- _Required work_: In the data that follows, how many lines contain the word "each"? Give only that number.

- _Extracted records_:
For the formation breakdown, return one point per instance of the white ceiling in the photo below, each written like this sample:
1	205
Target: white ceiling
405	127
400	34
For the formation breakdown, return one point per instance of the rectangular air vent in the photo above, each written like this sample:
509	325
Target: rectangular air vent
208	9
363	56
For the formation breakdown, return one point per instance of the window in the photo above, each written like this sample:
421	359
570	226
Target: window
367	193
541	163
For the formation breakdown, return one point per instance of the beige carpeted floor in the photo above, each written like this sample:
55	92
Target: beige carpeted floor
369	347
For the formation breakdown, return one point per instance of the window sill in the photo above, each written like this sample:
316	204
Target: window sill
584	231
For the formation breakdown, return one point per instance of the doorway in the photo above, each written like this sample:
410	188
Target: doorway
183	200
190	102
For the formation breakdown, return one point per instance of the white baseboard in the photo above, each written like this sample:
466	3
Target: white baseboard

- _Solution to the problem_: 7